* **PROMPT**: Look through the records and copy each line that has "several" in it.

:: EXTRACTED DATA

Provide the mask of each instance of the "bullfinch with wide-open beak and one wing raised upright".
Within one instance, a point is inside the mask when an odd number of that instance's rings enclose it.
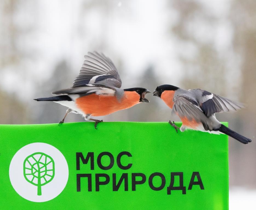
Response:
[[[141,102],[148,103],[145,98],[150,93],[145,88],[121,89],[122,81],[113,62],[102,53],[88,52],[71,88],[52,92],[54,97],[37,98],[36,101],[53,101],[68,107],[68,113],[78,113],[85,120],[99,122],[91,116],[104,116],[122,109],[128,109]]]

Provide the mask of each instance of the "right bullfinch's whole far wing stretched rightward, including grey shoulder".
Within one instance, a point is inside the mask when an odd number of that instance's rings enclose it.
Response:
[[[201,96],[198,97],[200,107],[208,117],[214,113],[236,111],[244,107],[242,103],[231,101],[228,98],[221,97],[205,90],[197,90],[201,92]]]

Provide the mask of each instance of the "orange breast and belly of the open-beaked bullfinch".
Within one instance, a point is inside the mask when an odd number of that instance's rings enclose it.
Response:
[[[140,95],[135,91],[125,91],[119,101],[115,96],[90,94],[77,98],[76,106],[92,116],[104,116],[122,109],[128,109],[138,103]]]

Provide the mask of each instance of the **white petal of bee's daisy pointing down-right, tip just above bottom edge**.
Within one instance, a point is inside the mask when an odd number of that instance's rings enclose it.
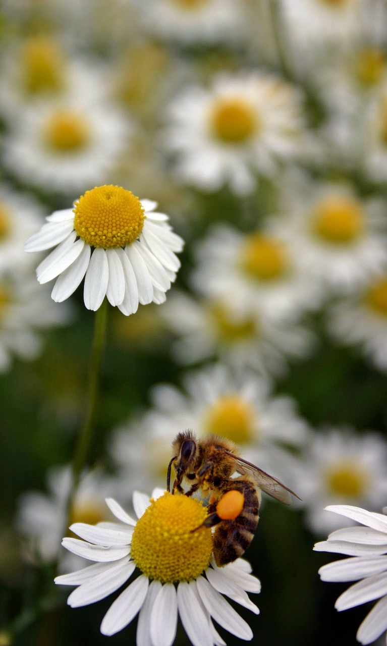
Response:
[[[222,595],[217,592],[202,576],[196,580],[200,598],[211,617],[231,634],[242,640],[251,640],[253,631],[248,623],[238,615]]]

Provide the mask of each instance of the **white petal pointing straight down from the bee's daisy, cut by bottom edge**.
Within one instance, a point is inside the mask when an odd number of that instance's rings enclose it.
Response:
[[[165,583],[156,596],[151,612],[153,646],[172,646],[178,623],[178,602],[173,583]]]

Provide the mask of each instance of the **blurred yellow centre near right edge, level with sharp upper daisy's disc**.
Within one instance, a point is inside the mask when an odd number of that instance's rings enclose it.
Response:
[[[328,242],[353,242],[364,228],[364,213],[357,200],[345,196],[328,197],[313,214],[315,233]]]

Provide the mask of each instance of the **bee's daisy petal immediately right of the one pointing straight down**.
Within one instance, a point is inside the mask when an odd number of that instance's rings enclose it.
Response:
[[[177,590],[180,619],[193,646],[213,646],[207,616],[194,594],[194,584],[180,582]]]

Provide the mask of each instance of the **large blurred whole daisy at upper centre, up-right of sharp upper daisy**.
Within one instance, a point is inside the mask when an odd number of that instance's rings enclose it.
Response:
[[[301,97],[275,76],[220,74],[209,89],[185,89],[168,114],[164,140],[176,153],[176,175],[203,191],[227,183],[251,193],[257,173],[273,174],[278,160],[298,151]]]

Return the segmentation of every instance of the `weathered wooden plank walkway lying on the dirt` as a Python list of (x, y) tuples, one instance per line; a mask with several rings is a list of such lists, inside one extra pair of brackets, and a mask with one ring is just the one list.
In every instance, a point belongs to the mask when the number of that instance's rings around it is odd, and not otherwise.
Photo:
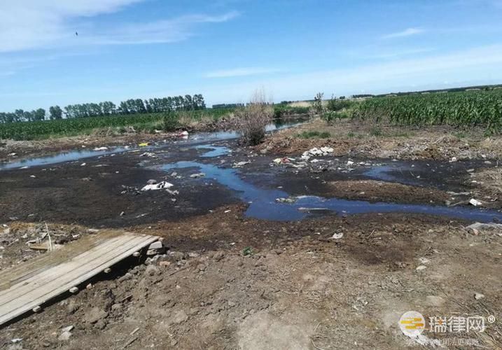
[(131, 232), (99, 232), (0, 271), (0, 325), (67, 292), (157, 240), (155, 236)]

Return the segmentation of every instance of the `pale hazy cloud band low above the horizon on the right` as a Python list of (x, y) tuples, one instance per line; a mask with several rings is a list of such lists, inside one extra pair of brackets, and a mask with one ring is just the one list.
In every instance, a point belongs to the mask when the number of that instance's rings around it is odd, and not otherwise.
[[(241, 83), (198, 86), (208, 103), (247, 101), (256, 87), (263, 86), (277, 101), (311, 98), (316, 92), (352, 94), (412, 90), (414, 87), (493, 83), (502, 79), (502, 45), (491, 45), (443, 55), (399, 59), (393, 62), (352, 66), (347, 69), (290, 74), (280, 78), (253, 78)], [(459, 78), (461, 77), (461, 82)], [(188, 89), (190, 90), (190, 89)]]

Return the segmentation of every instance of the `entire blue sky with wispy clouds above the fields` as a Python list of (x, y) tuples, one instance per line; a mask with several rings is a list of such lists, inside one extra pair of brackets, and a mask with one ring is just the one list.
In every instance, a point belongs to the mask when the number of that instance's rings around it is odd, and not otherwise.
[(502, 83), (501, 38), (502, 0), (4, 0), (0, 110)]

::::

* **ANSWER BELOW**:
Return the segmentation of every instance of the `weathered wooden plank walkway lying on the dirt` as a Python list of (x, y) tuples, one instance per line; a mask with several rings is a list of such lists, inside one extra pair of brackets, and a mask with one ring is just the one list.
Return the segmentation of every instance of the `pale hazy cloud band low above the horizon on the right` as a Python list of (x, y) tuples, one instance per line; a mask with several rings is a list of such lists, inside one extra pair of brackets, and a mask with one ring is just the one list.
Return the segmentation of every instance of the `entire blue sky with wispy clouds above the fields` as a Python list of (x, y) tuples, one instance per line; a mask with several rings is a list of such lists, inside one extra pair of brackets, and a mask with one ring is just the one list.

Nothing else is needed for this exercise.